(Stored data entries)
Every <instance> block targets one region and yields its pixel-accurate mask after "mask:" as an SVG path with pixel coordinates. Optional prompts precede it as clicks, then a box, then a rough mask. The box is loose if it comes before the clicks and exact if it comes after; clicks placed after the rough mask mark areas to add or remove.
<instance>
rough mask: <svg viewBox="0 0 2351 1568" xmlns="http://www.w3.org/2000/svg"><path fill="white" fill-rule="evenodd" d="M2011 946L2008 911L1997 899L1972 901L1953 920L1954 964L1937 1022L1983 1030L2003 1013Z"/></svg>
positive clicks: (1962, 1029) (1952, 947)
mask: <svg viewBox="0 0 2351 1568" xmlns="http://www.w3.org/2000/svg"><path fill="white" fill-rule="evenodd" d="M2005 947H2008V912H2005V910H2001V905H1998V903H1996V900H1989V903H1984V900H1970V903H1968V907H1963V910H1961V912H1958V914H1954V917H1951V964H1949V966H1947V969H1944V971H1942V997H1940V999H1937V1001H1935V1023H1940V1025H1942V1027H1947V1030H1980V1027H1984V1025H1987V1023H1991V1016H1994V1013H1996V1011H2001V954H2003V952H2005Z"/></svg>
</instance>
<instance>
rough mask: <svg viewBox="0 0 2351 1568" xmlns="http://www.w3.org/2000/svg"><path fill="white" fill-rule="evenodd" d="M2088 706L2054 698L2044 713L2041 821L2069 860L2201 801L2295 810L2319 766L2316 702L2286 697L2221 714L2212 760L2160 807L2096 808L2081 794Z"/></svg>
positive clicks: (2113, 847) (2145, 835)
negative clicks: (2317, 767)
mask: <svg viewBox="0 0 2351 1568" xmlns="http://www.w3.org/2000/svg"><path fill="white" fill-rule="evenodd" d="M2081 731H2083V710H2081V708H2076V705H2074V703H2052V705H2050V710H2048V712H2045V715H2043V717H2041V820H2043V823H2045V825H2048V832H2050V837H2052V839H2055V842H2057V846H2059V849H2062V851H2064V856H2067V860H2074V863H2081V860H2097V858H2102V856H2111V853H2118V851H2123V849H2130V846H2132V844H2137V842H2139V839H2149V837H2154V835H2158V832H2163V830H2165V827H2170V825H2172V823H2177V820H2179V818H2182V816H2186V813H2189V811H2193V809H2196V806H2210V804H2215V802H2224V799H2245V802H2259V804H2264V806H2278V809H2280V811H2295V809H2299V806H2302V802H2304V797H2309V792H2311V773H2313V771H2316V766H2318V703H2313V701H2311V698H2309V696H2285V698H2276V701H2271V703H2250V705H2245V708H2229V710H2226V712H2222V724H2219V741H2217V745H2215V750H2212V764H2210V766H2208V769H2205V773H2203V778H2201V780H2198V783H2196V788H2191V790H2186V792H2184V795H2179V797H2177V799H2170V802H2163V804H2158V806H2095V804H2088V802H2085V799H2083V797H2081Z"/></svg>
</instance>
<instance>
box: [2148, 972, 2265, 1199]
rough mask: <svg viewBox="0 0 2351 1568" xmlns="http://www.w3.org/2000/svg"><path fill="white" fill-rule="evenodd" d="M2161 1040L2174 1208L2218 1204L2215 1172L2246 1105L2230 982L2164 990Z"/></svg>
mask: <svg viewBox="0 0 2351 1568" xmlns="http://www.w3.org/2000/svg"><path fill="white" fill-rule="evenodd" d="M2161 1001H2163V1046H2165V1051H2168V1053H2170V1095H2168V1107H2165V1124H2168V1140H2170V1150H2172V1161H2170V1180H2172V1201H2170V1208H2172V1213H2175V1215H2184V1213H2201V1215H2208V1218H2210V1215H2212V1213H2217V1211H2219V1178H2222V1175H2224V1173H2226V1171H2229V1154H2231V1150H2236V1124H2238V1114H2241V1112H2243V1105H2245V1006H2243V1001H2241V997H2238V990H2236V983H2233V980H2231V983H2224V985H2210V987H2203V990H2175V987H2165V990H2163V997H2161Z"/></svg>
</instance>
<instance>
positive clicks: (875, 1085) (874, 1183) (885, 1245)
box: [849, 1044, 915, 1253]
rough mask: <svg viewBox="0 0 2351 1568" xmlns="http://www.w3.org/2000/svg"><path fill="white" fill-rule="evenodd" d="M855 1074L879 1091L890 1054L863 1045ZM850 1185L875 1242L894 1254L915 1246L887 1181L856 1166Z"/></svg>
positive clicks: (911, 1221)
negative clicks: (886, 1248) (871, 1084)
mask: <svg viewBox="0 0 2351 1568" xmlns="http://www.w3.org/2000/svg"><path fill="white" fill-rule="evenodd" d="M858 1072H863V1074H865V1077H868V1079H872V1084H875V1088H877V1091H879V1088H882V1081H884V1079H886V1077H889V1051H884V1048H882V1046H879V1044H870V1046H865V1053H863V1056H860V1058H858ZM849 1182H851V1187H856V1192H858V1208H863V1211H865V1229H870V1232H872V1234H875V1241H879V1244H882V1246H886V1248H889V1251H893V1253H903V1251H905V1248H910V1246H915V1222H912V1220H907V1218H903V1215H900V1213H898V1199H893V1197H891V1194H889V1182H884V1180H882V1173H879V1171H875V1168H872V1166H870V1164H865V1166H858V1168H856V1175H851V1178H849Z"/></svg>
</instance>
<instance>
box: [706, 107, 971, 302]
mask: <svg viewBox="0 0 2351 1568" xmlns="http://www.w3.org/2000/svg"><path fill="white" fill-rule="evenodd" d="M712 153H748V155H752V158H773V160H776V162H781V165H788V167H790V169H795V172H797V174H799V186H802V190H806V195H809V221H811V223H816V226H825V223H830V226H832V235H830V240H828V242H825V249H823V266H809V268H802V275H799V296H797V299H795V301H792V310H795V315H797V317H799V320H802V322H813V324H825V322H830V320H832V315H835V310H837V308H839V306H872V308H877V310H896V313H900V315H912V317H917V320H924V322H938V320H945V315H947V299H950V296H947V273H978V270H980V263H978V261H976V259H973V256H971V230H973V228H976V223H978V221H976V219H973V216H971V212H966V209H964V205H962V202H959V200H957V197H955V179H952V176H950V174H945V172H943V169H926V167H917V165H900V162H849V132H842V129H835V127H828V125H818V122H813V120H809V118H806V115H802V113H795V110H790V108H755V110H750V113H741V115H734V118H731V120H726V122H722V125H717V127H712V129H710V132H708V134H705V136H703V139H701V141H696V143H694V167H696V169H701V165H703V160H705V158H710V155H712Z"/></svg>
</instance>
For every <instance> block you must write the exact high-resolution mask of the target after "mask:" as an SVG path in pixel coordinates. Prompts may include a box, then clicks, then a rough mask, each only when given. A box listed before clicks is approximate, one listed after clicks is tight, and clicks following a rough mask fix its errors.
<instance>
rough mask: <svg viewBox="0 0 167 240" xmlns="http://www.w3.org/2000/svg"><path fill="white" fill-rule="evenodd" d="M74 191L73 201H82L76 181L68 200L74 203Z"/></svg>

> [PROBLEM REQUIREMENTS]
All entries should be given again precisely as they appear above.

> [EXPECTED ANSWER]
Every <instance> block targets one region and yields its pixel-accurate mask after "mask:" as an SVG path with pixel coordinates. Optional prompts precede it as clicks, then a box, then a rough mask. The box is loose if it comes before the clicks and exact if it comes after; clicks placed after the rough mask mark areas to add or remove.
<instance>
rough mask: <svg viewBox="0 0 2351 1568" xmlns="http://www.w3.org/2000/svg"><path fill="white" fill-rule="evenodd" d="M2011 946L2008 911L1997 899L1972 901L1953 920L1954 964L1937 1022L1983 1030L2003 1013Z"/></svg>
positive clicks: (1962, 1029) (1952, 947)
mask: <svg viewBox="0 0 2351 1568" xmlns="http://www.w3.org/2000/svg"><path fill="white" fill-rule="evenodd" d="M2005 947H2008V912H2005V910H2001V905H1998V903H1996V900H1989V903H1984V900H1970V903H1968V907H1963V910H1961V912H1958V914H1954V917H1951V964H1949V966H1947V969H1944V971H1942V997H1940V999H1937V1001H1935V1023H1940V1025H1942V1027H1947V1030H1980V1027H1984V1025H1987V1023H1991V1016H1994V1013H1996V1011H2001V954H2003V952H2005Z"/></svg>
</instance>
<instance>
rough mask: <svg viewBox="0 0 2351 1568" xmlns="http://www.w3.org/2000/svg"><path fill="white" fill-rule="evenodd" d="M2088 706L2054 698L2044 713L2041 821L2069 860L2201 801L2295 810L2319 766L2316 702L2286 697L2221 714L2212 760L2160 807L2096 808L2081 794Z"/></svg>
positive clicks: (2113, 847) (2145, 835)
negative clicks: (2317, 767)
mask: <svg viewBox="0 0 2351 1568" xmlns="http://www.w3.org/2000/svg"><path fill="white" fill-rule="evenodd" d="M2081 731H2083V710H2081V708H2076V705H2074V703H2052V705H2050V710H2048V712H2045V715H2043V717H2041V820H2043V823H2045V825H2048V832H2050V837H2052V839H2055V842H2057V846H2059V849H2062V851H2064V856H2067V860H2074V863H2081V860H2097V858H2102V856H2111V853H2118V851H2123V849H2130V846H2132V844H2137V842H2139V839H2149V837H2154V835H2158V832H2163V830H2165V827H2170V825H2172V823H2177V820H2179V818H2182V816H2186V813H2189V811H2193V809H2196V806H2210V804H2215V802H2224V799H2245V802H2259V804H2264V806H2278V809H2280V811H2295V809H2299V806H2302V802H2304V797H2309V792H2311V773H2313V771H2316V766H2318V703H2313V701H2311V698H2309V696H2285V698H2276V701H2271V703H2250V705H2245V708H2229V710H2226V712H2222V724H2219V741H2217V745H2215V750H2212V764H2210V766H2208V769H2205V773H2203V778H2201V780H2198V783H2196V788H2191V790H2186V792H2184V795H2179V797H2177V799H2170V802H2163V804H2158V806H2095V804H2088V802H2085V799H2083V797H2081Z"/></svg>
</instance>
<instance>
box: [2148, 972, 2265, 1199]
rough mask: <svg viewBox="0 0 2351 1568" xmlns="http://www.w3.org/2000/svg"><path fill="white" fill-rule="evenodd" d="M2161 1040L2174 1208L2218 1204L2215 1172L2246 1105L2230 982L2164 990Z"/></svg>
mask: <svg viewBox="0 0 2351 1568" xmlns="http://www.w3.org/2000/svg"><path fill="white" fill-rule="evenodd" d="M2161 1001H2163V1046H2165V1051H2168V1053H2170V1095H2168V1107H2165V1124H2168V1140H2170V1150H2172V1161H2170V1180H2172V1201H2170V1208H2172V1213H2175V1215H2184V1213H2201V1215H2208V1218H2210V1215H2212V1213H2217V1211H2219V1178H2222V1175H2224V1173H2226V1171H2229V1154H2231V1150H2236V1124H2238V1114H2241V1112H2243V1105H2245V1006H2243V1001H2241V997H2238V990H2236V983H2233V980H2231V983H2224V985H2210V987H2203V990H2175V987H2165V990H2163V997H2161Z"/></svg>
</instance>
<instance>
positive clicks: (875, 1085) (874, 1183) (885, 1245)
box: [849, 1044, 915, 1253]
rough mask: <svg viewBox="0 0 2351 1568" xmlns="http://www.w3.org/2000/svg"><path fill="white" fill-rule="evenodd" d="M855 1074L879 1091L890 1054L863 1045ZM850 1185L875 1242L894 1254L915 1246L887 1181L856 1166Z"/></svg>
positive clicks: (911, 1221)
negative clicks: (886, 1248) (871, 1084)
mask: <svg viewBox="0 0 2351 1568" xmlns="http://www.w3.org/2000/svg"><path fill="white" fill-rule="evenodd" d="M858 1072H863V1074H865V1077H868V1079H872V1084H875V1088H877V1091H879V1088H882V1081H884V1079H886V1077H889V1051H884V1048H882V1046H879V1044H870V1046H865V1053H863V1056H860V1058H858ZM849 1182H851V1187H856V1192H858V1208H863V1211H865V1229H870V1232H872V1234H875V1241H879V1244H882V1246H886V1248H889V1251H893V1253H903V1251H905V1248H910V1246H915V1222H912V1220H907V1218H903V1215H900V1213H898V1199H893V1197H891V1194H889V1182H884V1180H882V1173H879V1171H875V1168H872V1166H870V1164H865V1166H858V1168H856V1175H851V1178H849Z"/></svg>
</instance>
<instance>
box: [706, 107, 971, 302]
mask: <svg viewBox="0 0 2351 1568" xmlns="http://www.w3.org/2000/svg"><path fill="white" fill-rule="evenodd" d="M712 153H748V155H752V158H773V160H776V162H781V165H788V167H790V169H795V172H797V174H799V186H802V190H806V195H809V221H811V223H816V226H825V223H830V226H832V235H830V240H828V242H825V249H823V266H809V268H802V275H799V296H797V299H795V301H792V310H795V315H797V317H799V320H802V322H813V324H825V322H830V320H832V315H835V310H837V308H839V306H872V308H877V310H896V313H900V315H912V317H917V320H924V322H938V320H945V315H947V299H950V296H947V273H978V270H980V263H978V261H976V259H973V256H971V230H973V228H976V223H978V221H976V219H973V216H971V212H966V209H964V205H962V202H959V200H957V197H955V179H952V176H950V174H945V172H943V169H926V167H917V165H900V162H849V132H842V129H835V127H828V125H818V122H813V120H809V118H806V115H802V113H795V110H790V108H755V110H750V113H741V115H734V118H731V120H726V122H722V125H717V127H712V129H710V132H708V134H705V136H703V139H701V141H696V143H694V167H696V169H701V165H703V160H705V158H710V155H712Z"/></svg>
</instance>
For every <instance> block you must write the exact high-resolution mask of the target after "mask:" as an SVG path in pixel coordinates. Prompts may include a box, then clicks, then a rough mask, each only when given. A box listed before clicks is approximate, one listed after clicks is tight, and clicks following a rough mask fix its errors.
<instance>
rough mask: <svg viewBox="0 0 167 240" xmlns="http://www.w3.org/2000/svg"><path fill="white" fill-rule="evenodd" d="M74 191L73 201H82L76 181L68 200L74 203Z"/></svg>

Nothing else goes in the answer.